Extract every line of the material that holds the string "floating".
*** Exercise materials Section Begins ***
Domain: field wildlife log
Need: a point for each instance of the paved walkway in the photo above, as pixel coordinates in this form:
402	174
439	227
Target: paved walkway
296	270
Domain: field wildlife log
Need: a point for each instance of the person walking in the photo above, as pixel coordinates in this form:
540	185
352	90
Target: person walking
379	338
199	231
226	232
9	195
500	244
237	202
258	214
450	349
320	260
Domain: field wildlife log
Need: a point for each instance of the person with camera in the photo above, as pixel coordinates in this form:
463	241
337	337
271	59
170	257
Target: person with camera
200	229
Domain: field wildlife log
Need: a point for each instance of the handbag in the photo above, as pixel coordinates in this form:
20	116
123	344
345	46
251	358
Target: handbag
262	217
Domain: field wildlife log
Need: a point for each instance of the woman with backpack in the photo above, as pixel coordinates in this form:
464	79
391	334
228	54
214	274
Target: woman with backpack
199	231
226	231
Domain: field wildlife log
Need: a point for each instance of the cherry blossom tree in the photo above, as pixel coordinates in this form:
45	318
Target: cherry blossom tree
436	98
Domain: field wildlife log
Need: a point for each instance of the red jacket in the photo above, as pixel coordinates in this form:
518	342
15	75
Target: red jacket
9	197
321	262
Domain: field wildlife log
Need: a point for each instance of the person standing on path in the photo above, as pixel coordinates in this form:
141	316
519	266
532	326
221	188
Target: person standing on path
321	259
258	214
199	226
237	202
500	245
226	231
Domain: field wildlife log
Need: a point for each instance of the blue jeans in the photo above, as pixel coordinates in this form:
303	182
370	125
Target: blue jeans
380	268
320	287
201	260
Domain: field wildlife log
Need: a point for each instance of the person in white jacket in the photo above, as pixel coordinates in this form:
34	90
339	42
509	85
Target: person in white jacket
*** Exercise materials Section Ends ***
*** Exercise materials Section Begins ***
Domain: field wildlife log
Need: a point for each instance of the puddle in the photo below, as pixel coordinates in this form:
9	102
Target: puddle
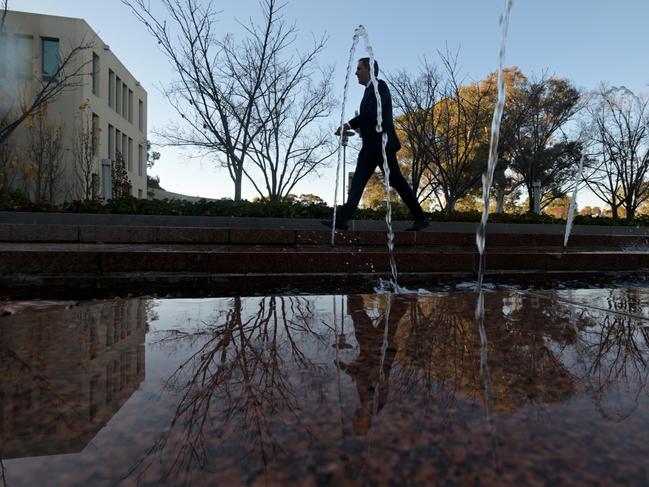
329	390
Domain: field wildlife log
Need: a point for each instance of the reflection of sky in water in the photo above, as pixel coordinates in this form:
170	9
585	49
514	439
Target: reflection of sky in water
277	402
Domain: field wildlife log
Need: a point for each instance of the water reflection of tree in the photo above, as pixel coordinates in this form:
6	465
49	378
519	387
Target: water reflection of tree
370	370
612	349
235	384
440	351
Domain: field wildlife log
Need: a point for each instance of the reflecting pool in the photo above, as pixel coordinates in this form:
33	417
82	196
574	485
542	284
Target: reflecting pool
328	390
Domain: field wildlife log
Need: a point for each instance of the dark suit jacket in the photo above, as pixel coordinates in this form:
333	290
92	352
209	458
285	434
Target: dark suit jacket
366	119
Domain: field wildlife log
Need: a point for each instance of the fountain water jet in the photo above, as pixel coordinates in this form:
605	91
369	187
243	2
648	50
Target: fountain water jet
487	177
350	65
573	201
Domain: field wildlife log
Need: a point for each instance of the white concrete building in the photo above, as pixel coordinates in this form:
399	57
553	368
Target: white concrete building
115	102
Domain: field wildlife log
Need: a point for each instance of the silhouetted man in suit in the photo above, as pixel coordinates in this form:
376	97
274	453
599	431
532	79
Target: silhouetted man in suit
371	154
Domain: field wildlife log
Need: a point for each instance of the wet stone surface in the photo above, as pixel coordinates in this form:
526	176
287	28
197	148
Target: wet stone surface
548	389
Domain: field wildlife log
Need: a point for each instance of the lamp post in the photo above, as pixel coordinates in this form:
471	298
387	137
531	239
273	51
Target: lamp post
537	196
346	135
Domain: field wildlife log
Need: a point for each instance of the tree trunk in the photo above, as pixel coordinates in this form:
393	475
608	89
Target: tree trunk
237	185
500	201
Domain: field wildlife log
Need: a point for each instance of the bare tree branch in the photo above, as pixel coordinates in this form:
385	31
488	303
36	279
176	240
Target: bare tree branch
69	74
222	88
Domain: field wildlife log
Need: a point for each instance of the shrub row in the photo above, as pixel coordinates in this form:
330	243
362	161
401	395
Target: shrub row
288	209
*** Exercise materials Section Ends ***
*** Exercise materials Section Begins ***
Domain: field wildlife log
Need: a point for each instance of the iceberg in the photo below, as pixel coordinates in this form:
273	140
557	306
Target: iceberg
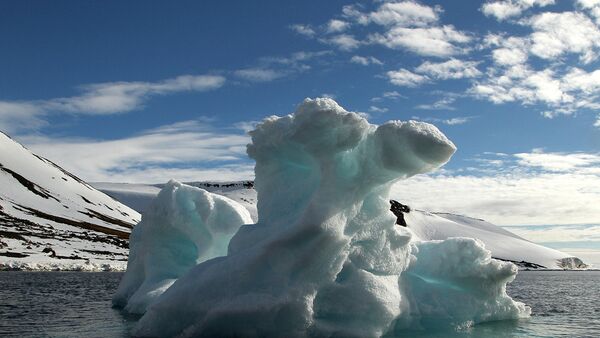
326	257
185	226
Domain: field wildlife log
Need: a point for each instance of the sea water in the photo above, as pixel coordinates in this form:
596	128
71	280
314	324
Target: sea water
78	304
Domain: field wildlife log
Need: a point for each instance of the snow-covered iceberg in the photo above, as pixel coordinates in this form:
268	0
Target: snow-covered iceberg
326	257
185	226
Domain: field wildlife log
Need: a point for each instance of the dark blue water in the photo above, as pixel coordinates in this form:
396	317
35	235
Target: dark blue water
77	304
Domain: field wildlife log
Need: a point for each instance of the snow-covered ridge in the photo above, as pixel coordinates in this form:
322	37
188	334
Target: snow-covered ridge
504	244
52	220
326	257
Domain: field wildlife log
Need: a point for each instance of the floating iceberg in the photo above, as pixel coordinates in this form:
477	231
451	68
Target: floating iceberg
*** Exercise materials Section Ends ***
:: Answer to this task ::
Need: a point for each instance of the floating iceberg in the photo above, as pixel coordinates in this form:
Target: floating iceberg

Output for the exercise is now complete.